Task objective =>
Copy the records below word for word. Stop after the line that contains "Where can the horizontal".

Items from a dataset

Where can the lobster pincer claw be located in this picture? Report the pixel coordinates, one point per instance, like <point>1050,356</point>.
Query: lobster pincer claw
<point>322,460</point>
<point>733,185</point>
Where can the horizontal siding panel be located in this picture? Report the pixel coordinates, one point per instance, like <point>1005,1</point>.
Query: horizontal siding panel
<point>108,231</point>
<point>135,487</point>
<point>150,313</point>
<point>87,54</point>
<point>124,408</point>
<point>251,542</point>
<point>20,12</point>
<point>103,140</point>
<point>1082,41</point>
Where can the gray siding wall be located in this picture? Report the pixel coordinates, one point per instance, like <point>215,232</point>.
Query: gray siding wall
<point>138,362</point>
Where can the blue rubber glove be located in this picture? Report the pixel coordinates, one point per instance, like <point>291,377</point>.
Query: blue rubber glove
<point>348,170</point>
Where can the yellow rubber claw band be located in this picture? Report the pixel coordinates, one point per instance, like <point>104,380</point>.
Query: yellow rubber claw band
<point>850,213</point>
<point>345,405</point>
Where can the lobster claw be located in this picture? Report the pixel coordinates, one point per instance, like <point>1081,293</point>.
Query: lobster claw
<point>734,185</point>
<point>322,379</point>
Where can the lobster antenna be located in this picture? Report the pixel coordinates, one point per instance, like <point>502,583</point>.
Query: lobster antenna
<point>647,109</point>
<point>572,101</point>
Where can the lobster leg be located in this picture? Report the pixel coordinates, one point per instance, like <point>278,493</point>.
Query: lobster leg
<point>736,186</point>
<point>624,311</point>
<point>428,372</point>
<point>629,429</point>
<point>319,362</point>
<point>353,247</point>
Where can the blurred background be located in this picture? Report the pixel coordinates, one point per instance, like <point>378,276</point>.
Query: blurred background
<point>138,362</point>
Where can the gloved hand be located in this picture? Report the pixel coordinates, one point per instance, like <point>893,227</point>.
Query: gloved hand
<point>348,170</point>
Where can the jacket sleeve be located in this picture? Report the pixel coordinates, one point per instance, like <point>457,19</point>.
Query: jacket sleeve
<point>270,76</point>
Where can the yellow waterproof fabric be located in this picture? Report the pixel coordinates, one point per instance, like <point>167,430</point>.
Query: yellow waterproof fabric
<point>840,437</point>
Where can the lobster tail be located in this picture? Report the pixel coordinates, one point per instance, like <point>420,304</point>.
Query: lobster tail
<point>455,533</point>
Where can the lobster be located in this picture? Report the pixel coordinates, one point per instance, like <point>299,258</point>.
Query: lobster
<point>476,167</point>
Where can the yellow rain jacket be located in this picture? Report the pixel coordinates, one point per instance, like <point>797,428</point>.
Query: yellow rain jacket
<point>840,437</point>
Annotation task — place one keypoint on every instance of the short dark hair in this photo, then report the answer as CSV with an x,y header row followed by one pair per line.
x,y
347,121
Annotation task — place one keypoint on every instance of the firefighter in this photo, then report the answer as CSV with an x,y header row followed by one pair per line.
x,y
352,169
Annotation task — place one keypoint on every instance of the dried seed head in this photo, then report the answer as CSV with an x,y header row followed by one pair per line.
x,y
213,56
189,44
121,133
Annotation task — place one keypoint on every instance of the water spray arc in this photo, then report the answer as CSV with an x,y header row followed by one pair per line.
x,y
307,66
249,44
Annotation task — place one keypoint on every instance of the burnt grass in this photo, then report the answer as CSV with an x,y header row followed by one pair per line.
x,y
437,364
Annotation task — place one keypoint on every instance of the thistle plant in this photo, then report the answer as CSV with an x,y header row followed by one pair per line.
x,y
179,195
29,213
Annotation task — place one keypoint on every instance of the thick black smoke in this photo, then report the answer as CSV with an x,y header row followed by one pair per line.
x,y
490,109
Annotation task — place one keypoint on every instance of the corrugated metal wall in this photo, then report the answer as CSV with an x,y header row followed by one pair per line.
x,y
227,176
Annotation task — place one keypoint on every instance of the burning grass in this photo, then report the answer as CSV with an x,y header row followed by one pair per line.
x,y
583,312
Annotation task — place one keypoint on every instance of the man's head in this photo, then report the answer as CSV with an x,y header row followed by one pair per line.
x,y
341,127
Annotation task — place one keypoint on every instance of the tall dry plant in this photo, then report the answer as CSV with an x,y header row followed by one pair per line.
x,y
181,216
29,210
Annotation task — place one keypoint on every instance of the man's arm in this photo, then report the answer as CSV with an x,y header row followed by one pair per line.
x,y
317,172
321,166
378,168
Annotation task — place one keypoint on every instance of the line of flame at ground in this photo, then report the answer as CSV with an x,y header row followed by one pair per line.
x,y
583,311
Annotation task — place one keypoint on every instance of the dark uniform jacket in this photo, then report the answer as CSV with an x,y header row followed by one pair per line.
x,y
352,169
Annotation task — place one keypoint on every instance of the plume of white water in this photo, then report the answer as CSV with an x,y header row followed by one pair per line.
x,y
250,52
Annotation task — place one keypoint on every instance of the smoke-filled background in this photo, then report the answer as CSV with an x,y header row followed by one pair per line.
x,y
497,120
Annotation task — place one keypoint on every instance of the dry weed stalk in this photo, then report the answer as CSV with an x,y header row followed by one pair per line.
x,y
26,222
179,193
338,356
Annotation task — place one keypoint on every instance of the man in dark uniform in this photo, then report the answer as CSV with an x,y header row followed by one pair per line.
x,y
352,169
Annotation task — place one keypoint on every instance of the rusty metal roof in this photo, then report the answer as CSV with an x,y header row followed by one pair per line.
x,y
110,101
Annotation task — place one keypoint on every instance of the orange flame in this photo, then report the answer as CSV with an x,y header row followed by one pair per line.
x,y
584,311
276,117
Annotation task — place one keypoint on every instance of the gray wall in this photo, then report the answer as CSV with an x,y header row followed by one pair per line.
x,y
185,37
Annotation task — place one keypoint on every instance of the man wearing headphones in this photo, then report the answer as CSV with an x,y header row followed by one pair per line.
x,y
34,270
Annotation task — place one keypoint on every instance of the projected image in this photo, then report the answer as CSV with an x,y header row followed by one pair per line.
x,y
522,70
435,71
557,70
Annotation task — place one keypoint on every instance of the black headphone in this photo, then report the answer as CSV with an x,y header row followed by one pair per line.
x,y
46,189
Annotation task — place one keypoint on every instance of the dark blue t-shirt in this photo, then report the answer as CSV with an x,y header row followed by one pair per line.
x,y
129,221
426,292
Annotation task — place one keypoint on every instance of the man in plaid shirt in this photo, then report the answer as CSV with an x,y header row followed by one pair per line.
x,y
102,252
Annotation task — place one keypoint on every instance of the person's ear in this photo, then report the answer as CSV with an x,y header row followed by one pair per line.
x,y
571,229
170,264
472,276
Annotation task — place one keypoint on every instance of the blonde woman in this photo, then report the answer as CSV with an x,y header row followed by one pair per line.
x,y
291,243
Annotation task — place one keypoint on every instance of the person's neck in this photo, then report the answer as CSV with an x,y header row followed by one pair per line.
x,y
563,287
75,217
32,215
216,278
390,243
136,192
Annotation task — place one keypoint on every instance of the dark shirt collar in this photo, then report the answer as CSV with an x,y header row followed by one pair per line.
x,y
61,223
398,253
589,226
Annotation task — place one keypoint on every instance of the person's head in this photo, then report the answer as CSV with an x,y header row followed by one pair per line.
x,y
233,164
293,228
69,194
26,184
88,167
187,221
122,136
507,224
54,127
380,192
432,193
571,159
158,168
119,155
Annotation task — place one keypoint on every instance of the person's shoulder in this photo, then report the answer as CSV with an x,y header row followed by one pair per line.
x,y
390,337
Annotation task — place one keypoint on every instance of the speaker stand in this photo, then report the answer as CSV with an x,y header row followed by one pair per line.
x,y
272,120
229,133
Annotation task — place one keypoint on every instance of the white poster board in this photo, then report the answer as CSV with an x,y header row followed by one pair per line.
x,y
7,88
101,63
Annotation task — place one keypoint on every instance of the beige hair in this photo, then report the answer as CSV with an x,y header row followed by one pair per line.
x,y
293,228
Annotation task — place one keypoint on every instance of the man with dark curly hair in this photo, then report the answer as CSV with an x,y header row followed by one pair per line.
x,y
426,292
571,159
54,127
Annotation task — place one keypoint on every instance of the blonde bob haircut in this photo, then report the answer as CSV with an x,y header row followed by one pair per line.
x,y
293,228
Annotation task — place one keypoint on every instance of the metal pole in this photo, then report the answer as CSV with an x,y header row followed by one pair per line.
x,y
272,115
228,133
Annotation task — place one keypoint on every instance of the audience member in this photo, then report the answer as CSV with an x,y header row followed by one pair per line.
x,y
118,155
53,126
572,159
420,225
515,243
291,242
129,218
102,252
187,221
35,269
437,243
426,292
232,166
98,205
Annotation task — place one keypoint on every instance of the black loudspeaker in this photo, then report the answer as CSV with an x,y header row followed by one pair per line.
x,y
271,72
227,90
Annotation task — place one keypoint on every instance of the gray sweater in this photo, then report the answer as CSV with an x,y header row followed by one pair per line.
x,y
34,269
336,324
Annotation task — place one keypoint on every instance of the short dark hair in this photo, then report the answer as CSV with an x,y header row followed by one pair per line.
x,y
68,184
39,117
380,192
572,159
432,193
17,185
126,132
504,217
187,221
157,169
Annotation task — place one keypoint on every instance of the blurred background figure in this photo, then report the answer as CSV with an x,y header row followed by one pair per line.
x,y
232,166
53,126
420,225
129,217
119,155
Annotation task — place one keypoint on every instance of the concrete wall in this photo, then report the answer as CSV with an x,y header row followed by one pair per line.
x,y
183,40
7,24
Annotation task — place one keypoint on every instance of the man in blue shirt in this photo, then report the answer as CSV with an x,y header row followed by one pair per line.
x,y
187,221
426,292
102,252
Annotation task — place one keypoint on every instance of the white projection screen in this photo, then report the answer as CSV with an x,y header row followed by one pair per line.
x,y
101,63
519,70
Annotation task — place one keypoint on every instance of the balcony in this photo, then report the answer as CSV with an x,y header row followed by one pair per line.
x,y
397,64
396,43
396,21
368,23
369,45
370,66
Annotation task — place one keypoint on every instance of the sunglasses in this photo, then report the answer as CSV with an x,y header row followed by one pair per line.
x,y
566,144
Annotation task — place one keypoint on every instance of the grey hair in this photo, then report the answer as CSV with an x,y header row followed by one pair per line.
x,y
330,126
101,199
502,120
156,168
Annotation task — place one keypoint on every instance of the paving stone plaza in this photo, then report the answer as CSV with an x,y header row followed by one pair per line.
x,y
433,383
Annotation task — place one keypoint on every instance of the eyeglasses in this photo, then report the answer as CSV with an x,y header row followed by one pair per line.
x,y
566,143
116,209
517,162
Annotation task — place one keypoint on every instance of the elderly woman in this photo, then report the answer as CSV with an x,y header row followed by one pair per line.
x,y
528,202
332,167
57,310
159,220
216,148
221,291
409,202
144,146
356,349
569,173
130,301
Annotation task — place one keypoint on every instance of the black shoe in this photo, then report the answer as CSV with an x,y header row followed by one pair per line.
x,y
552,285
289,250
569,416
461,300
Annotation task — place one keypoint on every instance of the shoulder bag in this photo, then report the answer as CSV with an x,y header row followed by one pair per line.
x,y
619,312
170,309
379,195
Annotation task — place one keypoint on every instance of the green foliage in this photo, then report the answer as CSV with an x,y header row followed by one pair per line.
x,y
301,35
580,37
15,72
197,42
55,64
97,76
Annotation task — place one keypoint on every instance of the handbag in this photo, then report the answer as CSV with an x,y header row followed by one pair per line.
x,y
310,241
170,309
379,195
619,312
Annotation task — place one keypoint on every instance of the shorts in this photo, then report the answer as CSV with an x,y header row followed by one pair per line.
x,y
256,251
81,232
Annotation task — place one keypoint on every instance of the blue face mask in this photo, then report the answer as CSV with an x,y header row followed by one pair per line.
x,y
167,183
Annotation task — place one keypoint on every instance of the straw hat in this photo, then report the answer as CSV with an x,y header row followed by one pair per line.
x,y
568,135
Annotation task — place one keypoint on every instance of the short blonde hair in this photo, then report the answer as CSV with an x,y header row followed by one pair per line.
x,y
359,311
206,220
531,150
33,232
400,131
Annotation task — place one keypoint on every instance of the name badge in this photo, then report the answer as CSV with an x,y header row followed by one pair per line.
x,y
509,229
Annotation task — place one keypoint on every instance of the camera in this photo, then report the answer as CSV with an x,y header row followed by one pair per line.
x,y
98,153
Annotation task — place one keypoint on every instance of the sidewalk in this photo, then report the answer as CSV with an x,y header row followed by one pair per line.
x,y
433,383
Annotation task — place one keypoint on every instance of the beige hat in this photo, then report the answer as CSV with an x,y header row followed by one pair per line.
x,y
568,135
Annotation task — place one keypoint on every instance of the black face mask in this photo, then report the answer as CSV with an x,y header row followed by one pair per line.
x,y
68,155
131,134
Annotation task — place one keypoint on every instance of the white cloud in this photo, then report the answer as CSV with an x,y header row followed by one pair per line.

Your response =>
Where can the lobster pincer claw be located in this picture? Report the pixel coordinates, one point per instance, like <point>1050,356</point>.
Query: lobster pincer claw
<point>322,460</point>
<point>733,185</point>
Where can the horizontal siding panel be located in this picture? Report the pixel coordinates, one point per instance, like <point>1005,1</point>.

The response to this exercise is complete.